**** DOCUMENT SECTION

# Suggest Ideal Speedlite Accessory Kit for 600EX-RT units etc.



## RustyTheGeek (Dec 16, 2014)

OK, a while back I was unfortunate enough to find a new 600EX-RT for about $330. As everyone knows, if you find a killer deal on something like the 600EX-RT, all it is going to do is make you start looking for a few more.  And lo and behold, I was again plagued with another good deal last week for $419 each. So I bought two more. Then I got the Yonghuo YN-E3-RT wireless transmitter on Amazon for $89 and some StoFen Diffusers.

Now this isn't the first Speedlite I've ever owned. In fact, the various Speedlites I already have work great. (430EX, 580EX and 580EX-II, along with a 270EX-II and some SunPak RD-2000 flashes which are what I use most.)

So I don't really know what to do with the 600EX-RT Speedlites. I guess I can use them to prop up an uneven table or (once I get the Sto-Fen diffusers I ordered) I could use them as back scratchers. Paper weights? Door stops? They're not quite big enough to make good wheel chocks. I mean, what are they really good for anyway? And what does the RT mean? Real Tough? Radioactive Terminator? Real Time? Romeo Tango?

Regardless, since I'm stuck with these cotton-pickin' things, I guess I should see what everyone else here would do if they were in the same situation and had to deal with this problem. Assuming you owned a good body like the 5D3, etc what would you buy to utilize these babies fully? Most of my shooting is for journalistic/event stuff. Then I shoot ceremonies in a church sanctuary. But I'd like to also work at improving skills on smaller portrait settings that could be portable.

So seriously, I don't want to spend a ton of money at this point, just get a few essentials that would give best bang for buck to add versatility and usefulness. Like for instance, if I want to shoot a small family group portrait shot, etc in a portable way. I've got a good friend out of town that will have an informal wedding soon and I could shoot a few shots with him and his bride. Or shoot someone in daylight shade from a distance with the 70-200 and have some fill light out of frame. Stuff like that. I'm thinking perhaps a simple background setup, a couple stands/modifiers, portable little stands/clamps for outdoors or other goodies.

********
**** DATASET EXTRACT

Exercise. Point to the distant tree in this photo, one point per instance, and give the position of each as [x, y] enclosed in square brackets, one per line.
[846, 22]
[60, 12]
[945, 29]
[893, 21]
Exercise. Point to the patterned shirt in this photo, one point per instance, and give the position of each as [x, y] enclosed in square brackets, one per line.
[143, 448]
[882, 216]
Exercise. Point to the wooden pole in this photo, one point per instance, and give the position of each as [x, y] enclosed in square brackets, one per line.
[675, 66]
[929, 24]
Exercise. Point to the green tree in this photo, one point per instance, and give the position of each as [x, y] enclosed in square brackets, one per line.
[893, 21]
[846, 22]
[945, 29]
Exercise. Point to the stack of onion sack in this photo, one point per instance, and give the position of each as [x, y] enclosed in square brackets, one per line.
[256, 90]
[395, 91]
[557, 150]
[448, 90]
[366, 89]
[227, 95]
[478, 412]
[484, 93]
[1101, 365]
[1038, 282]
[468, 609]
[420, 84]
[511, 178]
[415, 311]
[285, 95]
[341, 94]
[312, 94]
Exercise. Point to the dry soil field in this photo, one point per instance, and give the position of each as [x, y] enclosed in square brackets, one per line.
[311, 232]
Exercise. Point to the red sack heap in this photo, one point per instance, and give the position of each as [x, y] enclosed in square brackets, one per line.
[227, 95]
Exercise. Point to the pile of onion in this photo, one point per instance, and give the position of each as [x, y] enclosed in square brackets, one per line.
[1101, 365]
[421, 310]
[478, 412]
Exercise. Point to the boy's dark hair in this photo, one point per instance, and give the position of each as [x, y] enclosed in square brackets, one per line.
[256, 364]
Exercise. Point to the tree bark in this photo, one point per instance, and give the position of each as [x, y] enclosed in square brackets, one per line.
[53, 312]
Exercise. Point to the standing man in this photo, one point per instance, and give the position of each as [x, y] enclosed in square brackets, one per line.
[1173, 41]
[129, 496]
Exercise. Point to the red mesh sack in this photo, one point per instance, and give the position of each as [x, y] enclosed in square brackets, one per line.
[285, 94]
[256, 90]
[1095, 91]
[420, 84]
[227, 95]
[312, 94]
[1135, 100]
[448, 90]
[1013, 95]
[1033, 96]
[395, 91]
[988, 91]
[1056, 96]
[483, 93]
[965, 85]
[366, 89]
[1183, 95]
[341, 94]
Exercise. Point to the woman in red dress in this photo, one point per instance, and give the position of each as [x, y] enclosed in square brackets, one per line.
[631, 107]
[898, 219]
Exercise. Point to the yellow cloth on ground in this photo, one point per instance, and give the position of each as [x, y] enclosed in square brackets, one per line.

********

## YOUR TASK:
Transcribe the passage of the Speedlite accessory post above, starting with "OK, a while" and going on through "some StoFen Diffusers.".

## FINAL RESULT:
OK, a while back I was unfortunate enough to find a new 600EX-RT for about $330. As everyone knows, if you find a killer deal on something like the 600EX-RT, all it is going to do is make you start looking for a few more.  And lo and behold, I was again plagued with another good deal last week for $419 each. So I bought two more. Then I got the Yonghuo YN-E3-RT wireless transmitter on Amazon for $89 and some StoFen Diffusers.